SELECTED EXCERPT –
#lang scribble/doc

@(require scribble/manual
          planet/scribble)

@title{@bold{Portaudio}: Bindings for the Portaudio portable sound library}

@author[(author+email "John Clements" "clements@racket-lang.org")]

@(require (for-label racket))

@defmodule/this-package[main]{This collection provides 
 bindings to the cross-platform ``Portaudio'' library, capable of playing 
 sound on Windows, OS X, and Linux. 
 
 This package includes the portaudio dynamic libraries for Windows and Mac, 
 where I believe that users will have trouble compiling and installing 
 such a package.  On Linux, users must install it themselves.
 
 In addition, there is a small C library that provides interface code.
 This is provided in compiled form for all platforms.
 
 These C libraries, like all other higher-level parts of this 
 package, assume that all samples are represented as 16-bit
 signed integers, and that there are exactly two channels of
 interleaved audio.  Doing something else would require recompiling 
 the callback code, or writing your own callbacks and calling the
 portaudio functions directly.
 
 The functions of the portaudio package are provided directly. These
 are not documented; instead, read @filepath{portaudio.rkt} to see
 the header file for portaudio, which turns out to be essentially
 the best existing documentation for the package. Furthermore,
 these functions are not at all safe, and it's definitely possible
 to crash racket using these functions.
 
 There are also higher-level functions, @racket[s16vec-play],
 and @racket[stream-play], and @racket[stream-play/unsafe], 
 for playing sounds and streams. The first two are safe.
 These are documented below.
 
 Platforms differ in their support for simultaneous streams. The
 Mac OS X Coreaudio API seems able to support hundreds of simultaneous
 streams. The Windows API's that I've tested don't reliably support
 more than one. On platforms that don't support more than one stream,
 then, playing multiple sounds at once requires adding them all to 
 one stream. This solution also has the advantage of substantially 
 lower latency. The RSound library provides support for this, in
 the form of its @racket[play/s] function.
 
 My ability to test on different platforms is limited; I'm always 
 eager to hear about successes and failures that people experience
 with different OS / Hardware combinations.

 Cheers!}

@section{Playing Sounds}

The first high-level interface involves copying the entire sound
into a malloc'ed buffer, and then playing it.  This is relatively
low-latency. On the other hand, copying the sound involves doubling
the memory required for the sound itself, so it's a bad idea
to call this for sounds that are really big (> 100MB?).

@defproc[(s16vec-play [s16vec s16vector?] 
                      [start-frame nat?]
                      [end-frame nat?]
                      [sample-rate nonnegative-real?])
         (-> void?)]{
 Given an s16vector containing interleaved 16-bit signed integer
 samples, plays the given sound, starting at the given frame
 and ending at the given frame. Returns a thunk that can be used
 to halt the sound, if desired. Play is asynchronous: control
 returns as soon as the sound has started playing.
 
 This function signals an error if start and end frames are
 not ordered and legal.

TASKS AND EXERCISES –
(a) In the Portaudio documentation, shorten the paragraph that begins "Platforms differ in their support" into a bulleted list that keeps its main facts.
(b) Write the next part of the Portaudio documentation, starting right after its final sentence.

Data listing
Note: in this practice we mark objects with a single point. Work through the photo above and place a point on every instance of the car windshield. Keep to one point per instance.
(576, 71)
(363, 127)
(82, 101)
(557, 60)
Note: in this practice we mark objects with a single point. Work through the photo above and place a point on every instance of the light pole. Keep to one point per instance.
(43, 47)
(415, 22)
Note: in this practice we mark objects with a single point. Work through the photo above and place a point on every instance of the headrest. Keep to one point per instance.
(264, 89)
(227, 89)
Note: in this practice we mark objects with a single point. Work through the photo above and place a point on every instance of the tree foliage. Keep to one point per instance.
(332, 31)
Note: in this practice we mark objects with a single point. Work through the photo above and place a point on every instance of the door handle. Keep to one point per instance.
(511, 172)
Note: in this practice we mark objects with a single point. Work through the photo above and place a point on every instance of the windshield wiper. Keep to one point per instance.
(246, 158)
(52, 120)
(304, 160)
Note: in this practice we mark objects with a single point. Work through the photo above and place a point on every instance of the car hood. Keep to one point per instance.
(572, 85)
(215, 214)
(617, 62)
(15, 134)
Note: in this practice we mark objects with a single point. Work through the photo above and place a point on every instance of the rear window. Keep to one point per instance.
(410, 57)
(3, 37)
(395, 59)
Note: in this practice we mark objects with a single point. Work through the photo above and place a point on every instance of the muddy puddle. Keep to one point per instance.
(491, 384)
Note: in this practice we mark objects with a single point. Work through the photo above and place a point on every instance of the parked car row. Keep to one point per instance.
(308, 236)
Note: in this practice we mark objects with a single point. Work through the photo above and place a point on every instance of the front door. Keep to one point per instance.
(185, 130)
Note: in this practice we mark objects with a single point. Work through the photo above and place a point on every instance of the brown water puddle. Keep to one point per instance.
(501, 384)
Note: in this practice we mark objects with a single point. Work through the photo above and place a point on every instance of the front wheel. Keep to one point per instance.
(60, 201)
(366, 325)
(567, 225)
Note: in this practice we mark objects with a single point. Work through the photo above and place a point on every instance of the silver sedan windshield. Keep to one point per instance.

RESPONSES TO THE EXERCISE –
(a)
- Platforms vary in how many simultaneous streams they support.
- The Mac OS X Coreaudio API seems able to handle hundreds of them.
- The Windows APIs that were tested don't reliably support more than one.
- Where only one stream works, playing several sounds at once requires adding them all to one stream, which also gives much lower latency.
- The RSound library supports this through its play/s function.

(b)
 Here's an example of a short program that plays a sine wave
 at 426 Hz for 2 seconds:
 
@codeblock|{
#lang racket

(require (planet clements/portaudio)
         ffi/vector)

(define pitch 426)

(define sample-rate 44100.0)
(define tpisr (* 2 pi (/ 1.0 sample-rate)))
(define (real->s16 x)
  (inexact->exact (round (* 32767 x))))

(define vec (make-s16vector (* 88200 2)))
(for ([t (in-range 88200)])
  (define sample (real->s16 (* 0.2 (sin (* tpisr t pitch)))))
  (s16vector-set! vec (* 2 t) sample)
  (s16vector-set! vec (add1 (* 2 t)) sample))

(s16vec-play vec 0 88200 sample-rate)
}|}


@section{Playing Streams}

@defproc[(stream-play [buffer-filler (-> buffer-setter? nat? nat? void?)] 
                      [buffer-time nonnegative-real?] 
                      [sample-rate nonnegative-real?])
         (list/c (-> real?) (-> (list-of (list/c symbol? number?)))(-> void?))]{
 Given a buffer-filling callback and a buffer time (in seconds) and a sample
 rate, starts playing a stream that uses the given callback to supply data.
 The buffer-filler receives three arguments: a procedure that can be used
 to mutate the buffer, the length of the buffer in frames, and the frame-number
 to start at.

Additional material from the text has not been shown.